- _WRITTEN TASK_:
Lay out the lines of the items below as a numbered list with blank lines omitted. Begin at the line that contains "Please inspect the screenshot above and identify the river" and continue through the line that contains "[114,82,143,96]".

- _DATASET CONTENT_:

·····

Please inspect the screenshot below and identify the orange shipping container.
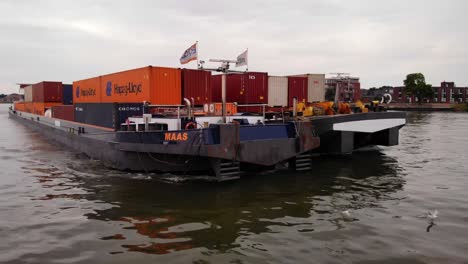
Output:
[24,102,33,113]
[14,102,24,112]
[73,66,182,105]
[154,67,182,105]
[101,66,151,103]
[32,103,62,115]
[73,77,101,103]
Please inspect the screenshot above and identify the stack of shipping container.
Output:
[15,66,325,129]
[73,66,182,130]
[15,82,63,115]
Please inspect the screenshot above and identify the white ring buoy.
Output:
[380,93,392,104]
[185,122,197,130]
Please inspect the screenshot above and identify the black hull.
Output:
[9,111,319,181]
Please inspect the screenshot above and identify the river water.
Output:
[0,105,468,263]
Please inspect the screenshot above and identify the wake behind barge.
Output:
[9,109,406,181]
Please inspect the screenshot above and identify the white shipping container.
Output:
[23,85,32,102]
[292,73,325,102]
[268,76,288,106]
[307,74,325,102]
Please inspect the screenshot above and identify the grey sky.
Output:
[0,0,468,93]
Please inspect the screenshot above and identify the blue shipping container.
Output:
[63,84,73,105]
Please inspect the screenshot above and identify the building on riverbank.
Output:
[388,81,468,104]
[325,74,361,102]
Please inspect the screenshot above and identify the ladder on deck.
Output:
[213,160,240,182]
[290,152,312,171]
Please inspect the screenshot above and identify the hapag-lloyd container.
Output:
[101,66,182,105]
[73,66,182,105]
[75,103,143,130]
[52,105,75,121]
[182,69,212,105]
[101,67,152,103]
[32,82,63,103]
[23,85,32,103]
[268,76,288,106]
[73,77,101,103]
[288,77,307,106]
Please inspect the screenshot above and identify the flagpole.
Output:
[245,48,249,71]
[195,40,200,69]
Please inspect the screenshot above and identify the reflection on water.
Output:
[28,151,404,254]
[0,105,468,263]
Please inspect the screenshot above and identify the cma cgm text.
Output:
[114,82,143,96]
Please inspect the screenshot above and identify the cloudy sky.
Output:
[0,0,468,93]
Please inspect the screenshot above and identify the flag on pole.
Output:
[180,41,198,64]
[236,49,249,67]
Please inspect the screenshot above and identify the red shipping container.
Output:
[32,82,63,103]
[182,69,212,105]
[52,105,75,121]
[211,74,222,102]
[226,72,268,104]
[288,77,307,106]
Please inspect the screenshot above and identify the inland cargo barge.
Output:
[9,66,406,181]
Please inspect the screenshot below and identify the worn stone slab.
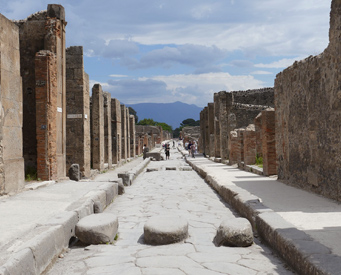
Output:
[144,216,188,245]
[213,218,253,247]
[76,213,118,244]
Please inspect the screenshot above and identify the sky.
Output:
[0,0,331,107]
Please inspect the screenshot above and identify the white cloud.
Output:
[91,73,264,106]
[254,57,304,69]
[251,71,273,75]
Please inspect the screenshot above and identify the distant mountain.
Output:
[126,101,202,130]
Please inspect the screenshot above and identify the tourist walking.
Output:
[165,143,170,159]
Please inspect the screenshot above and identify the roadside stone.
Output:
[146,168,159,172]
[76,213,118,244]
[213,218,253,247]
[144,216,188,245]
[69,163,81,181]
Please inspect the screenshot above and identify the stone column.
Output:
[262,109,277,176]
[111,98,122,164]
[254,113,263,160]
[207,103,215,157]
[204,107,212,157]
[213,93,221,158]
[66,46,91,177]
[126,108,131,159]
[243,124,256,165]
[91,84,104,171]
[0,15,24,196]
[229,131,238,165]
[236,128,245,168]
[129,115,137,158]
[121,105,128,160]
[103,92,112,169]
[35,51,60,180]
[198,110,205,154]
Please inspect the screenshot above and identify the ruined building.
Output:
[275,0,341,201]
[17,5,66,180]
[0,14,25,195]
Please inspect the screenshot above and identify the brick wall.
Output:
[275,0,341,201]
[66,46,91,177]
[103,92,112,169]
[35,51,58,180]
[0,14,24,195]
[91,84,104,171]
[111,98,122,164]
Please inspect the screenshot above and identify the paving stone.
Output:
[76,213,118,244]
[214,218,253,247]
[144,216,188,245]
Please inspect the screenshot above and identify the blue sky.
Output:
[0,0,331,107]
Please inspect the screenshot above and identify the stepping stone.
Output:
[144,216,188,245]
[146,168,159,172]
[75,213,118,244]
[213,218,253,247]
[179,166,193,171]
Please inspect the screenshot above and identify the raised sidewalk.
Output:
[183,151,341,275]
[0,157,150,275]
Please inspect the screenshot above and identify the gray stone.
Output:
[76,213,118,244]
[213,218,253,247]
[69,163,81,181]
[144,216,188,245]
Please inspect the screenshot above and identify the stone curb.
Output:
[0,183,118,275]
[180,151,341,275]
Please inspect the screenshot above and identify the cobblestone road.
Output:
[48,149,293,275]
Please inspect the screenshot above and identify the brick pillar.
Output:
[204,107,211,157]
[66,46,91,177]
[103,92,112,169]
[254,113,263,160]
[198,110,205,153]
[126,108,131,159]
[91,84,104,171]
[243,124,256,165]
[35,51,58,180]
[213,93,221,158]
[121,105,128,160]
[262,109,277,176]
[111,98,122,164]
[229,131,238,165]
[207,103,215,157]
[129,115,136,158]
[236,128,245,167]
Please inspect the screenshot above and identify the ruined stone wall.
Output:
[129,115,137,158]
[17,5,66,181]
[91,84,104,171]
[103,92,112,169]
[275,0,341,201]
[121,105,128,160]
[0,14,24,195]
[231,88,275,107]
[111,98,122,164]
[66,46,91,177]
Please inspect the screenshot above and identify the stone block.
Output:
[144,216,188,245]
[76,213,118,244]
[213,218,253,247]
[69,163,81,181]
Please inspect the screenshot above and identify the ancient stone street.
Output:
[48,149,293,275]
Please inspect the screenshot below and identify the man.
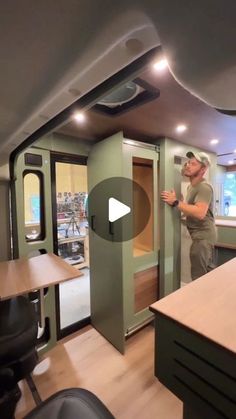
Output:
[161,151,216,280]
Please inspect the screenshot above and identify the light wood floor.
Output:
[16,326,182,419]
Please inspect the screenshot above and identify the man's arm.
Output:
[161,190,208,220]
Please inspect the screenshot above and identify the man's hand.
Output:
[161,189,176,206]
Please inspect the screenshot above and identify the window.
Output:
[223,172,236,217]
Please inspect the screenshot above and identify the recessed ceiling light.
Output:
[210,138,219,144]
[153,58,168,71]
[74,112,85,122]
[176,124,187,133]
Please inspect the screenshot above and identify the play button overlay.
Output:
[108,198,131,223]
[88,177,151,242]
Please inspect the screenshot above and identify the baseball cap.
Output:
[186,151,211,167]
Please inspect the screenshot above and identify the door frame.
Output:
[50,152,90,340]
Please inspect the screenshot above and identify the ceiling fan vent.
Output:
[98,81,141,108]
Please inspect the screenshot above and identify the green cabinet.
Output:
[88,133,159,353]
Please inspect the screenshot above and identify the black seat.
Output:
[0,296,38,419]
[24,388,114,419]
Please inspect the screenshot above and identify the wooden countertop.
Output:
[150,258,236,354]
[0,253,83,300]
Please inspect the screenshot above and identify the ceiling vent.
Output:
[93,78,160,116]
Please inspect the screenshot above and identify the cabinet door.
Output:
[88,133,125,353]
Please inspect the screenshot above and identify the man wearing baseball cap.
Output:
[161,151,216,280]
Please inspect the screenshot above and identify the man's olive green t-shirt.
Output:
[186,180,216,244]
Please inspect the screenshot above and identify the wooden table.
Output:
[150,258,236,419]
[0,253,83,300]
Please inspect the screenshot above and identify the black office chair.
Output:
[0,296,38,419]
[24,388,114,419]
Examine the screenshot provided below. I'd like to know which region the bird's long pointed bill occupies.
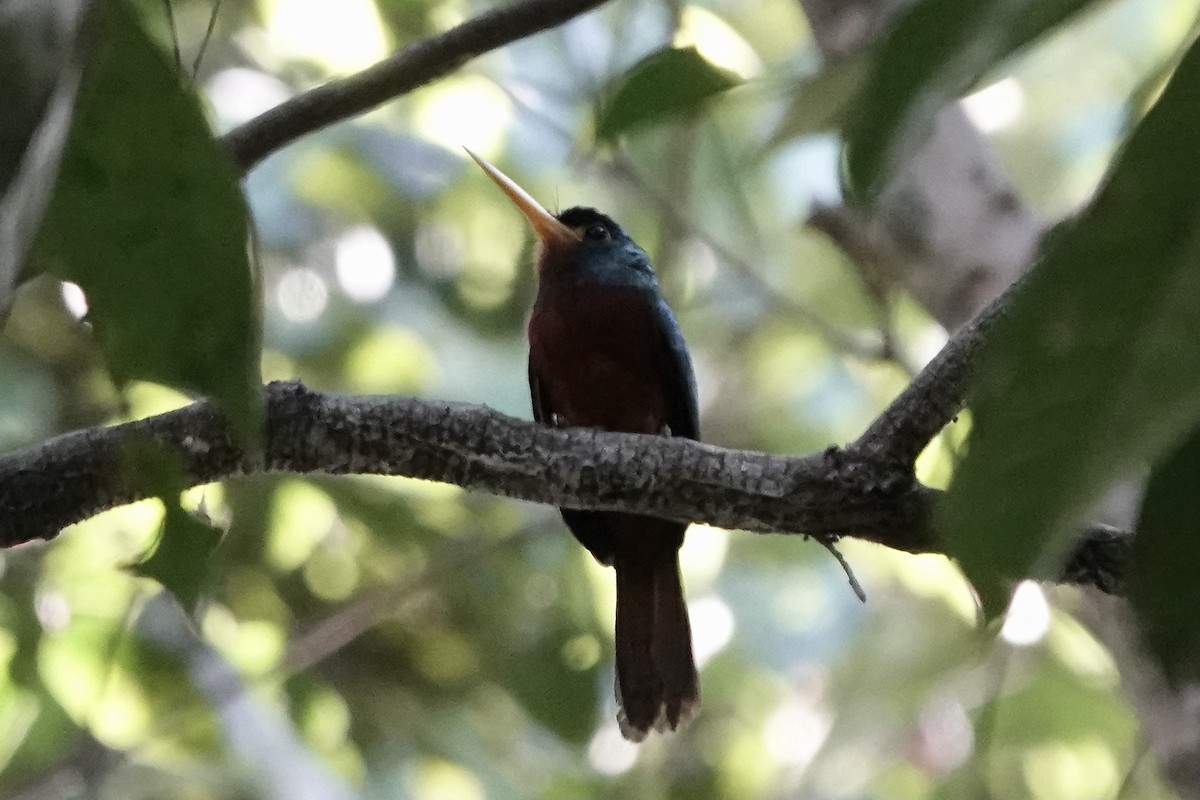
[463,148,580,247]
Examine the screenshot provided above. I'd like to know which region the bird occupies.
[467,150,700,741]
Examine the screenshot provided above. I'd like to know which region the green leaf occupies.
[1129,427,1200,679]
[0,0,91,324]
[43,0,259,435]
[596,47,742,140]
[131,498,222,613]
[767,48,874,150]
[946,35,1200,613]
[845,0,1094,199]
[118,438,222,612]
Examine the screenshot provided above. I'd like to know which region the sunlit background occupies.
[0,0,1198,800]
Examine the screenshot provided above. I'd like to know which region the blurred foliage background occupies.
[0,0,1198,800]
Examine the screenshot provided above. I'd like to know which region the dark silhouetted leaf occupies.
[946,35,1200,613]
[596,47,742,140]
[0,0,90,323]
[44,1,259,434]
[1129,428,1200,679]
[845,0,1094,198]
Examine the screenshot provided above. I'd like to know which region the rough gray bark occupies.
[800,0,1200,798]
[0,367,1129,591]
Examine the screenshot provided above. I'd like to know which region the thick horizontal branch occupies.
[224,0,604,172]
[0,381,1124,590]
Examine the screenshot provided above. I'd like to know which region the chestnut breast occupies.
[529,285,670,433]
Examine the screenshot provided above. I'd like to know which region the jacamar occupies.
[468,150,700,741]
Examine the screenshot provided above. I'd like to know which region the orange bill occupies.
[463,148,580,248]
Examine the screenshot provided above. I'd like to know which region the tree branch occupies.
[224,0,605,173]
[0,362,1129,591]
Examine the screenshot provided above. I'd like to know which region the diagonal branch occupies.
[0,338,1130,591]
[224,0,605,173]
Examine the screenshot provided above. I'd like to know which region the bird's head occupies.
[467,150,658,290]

·····

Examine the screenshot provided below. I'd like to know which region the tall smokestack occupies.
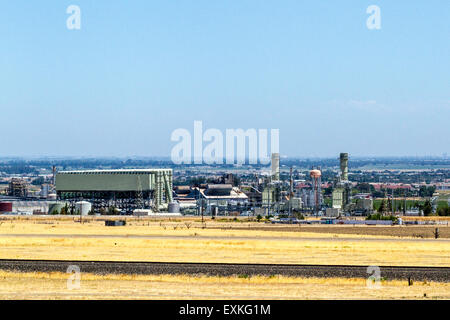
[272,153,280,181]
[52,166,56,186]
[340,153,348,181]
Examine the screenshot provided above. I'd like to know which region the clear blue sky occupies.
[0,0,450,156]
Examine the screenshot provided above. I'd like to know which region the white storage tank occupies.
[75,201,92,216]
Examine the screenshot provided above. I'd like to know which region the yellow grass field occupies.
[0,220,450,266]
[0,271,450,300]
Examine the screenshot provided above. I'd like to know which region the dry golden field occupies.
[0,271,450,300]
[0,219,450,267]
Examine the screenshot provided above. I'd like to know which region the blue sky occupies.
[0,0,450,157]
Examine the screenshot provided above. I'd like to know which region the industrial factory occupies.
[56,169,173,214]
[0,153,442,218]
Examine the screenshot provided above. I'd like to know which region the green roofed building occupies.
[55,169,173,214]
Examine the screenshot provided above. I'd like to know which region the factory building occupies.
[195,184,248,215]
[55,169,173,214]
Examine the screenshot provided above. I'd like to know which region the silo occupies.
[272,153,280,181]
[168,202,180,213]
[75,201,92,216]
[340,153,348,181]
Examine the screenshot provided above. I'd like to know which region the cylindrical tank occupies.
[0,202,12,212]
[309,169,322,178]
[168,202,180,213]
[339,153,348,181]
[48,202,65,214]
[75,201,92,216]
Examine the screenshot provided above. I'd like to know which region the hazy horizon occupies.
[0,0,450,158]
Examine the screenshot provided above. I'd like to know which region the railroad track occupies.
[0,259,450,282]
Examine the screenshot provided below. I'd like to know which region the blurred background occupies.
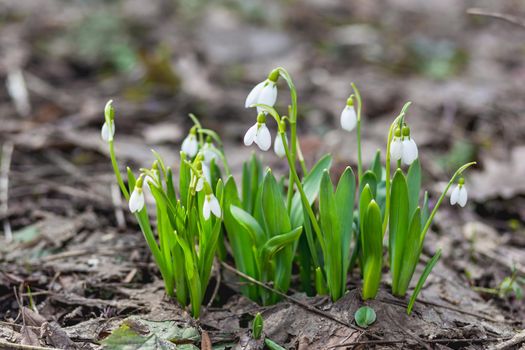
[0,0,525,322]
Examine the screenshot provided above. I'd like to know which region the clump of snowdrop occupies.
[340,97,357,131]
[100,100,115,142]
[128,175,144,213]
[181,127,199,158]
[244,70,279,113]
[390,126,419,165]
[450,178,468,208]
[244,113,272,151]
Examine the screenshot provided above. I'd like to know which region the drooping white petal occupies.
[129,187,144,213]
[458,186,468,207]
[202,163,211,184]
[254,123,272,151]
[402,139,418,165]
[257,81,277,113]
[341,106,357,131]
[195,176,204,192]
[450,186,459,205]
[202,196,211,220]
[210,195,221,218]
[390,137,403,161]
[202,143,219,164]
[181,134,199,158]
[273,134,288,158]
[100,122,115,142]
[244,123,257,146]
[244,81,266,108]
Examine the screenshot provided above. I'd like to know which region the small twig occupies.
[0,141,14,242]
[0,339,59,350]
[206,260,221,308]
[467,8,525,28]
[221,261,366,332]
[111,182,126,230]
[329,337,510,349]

·····

- _WORKED ANSWER_:
1. Please inspect the screenshot above and identify the river water.
2. Output:
3. [0,105,468,263]
4. Please inspect the screenshot above and identify the wake behind barge.
5. Output:
6. [9,109,406,181]
7. Please inspect the screenshot above and identify the white shipping container.
8. Output:
9. [23,85,32,102]
10. [292,73,325,102]
11. [268,76,288,106]
12. [307,74,325,102]
13. Please inspect the screenshot above and identify the grey sky.
14. Output:
15. [0,0,468,93]
16. Please inspect the screenshot above and identify the blue shipping container.
17. Output:
18. [63,84,73,105]
19. Please inspect the screenshot above and identify the building on riverbank.
20. Output:
21. [388,81,468,104]
22. [325,74,361,102]
23. Please inspect the screenshot above and identify the ladder on deck.
24. Output:
25. [213,160,240,182]
26. [290,152,312,171]
27. Please inspect the screenshot above and identify the hapag-lloyd container.
28. Output:
29. [101,66,182,105]
30. [73,66,182,105]
31. [75,103,143,130]
32. [52,105,75,121]
33. [182,69,212,105]
34. [101,67,152,103]
35. [32,82,63,103]
36. [23,85,32,103]
37. [268,76,288,106]
38. [73,77,101,103]
39. [288,77,307,106]
40. Please inspect the screenshot above and identify the flagpole.
41. Output:
42. [245,48,249,71]
43. [195,40,200,69]
44. Please inspect the screenshot above and identify the reflection on water.
45. Output:
46. [28,151,404,254]
47. [0,105,468,263]
48. Please inspect the screenshot above and identify the cma cgm text.
49. Output:
50. [114,82,143,96]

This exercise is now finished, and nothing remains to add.